» **Labeled point records**

####

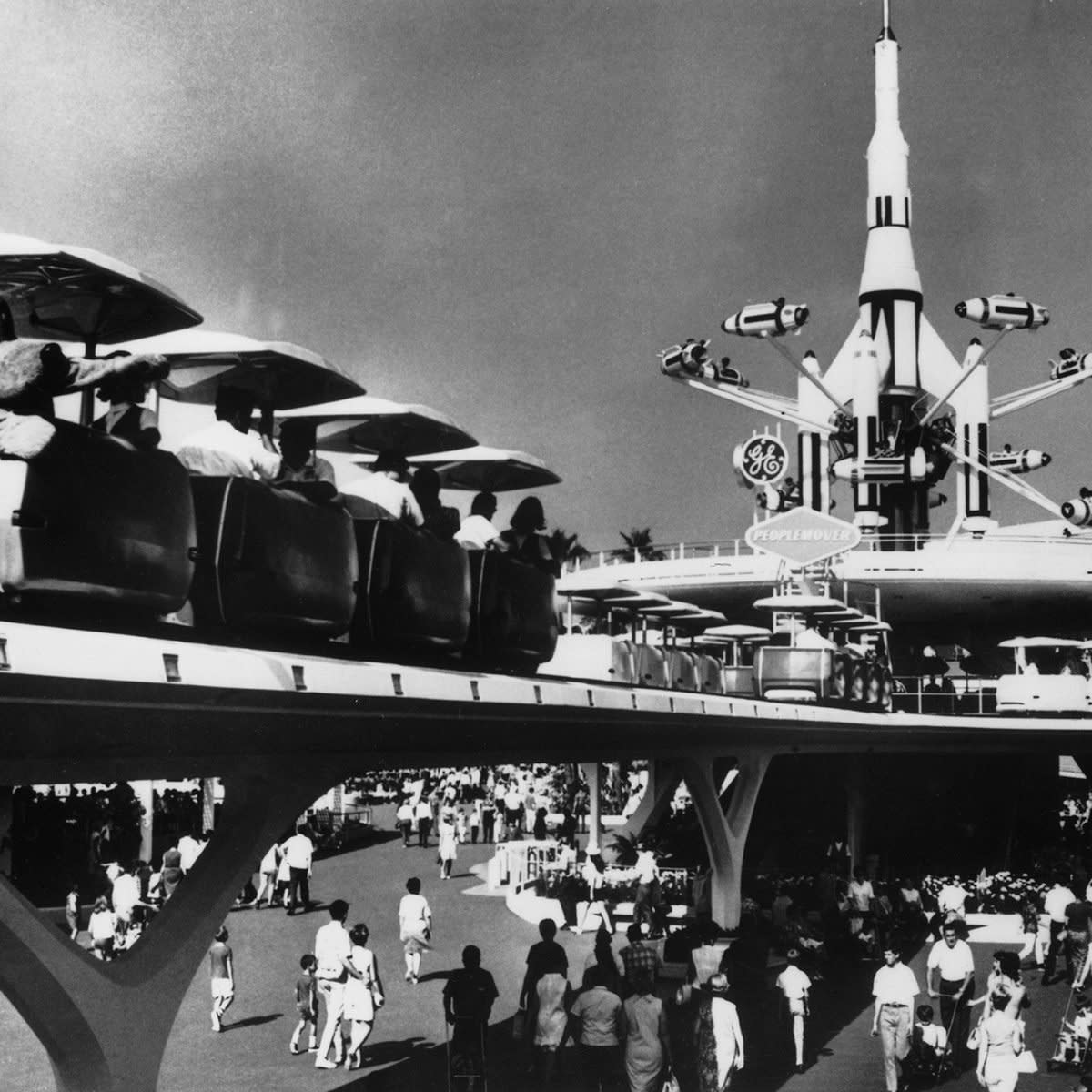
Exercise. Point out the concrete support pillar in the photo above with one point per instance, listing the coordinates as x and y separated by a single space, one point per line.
5 819
855 812
143 791
664 778
105 1026
725 834
591 773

####

» **Instructions for the task**
Output every line of the listing above as a numbered list, omitting blank lines and leaving out the pictures.

» **Task solution**
1. Exercise. Point out the concrete support pillar in the photo above with one point per instance, listing the coordinates as x and y separated by a single space, one point per line.
2. 5 819
3. 855 812
4. 143 791
5. 664 778
6. 105 1026
7. 725 834
8. 591 773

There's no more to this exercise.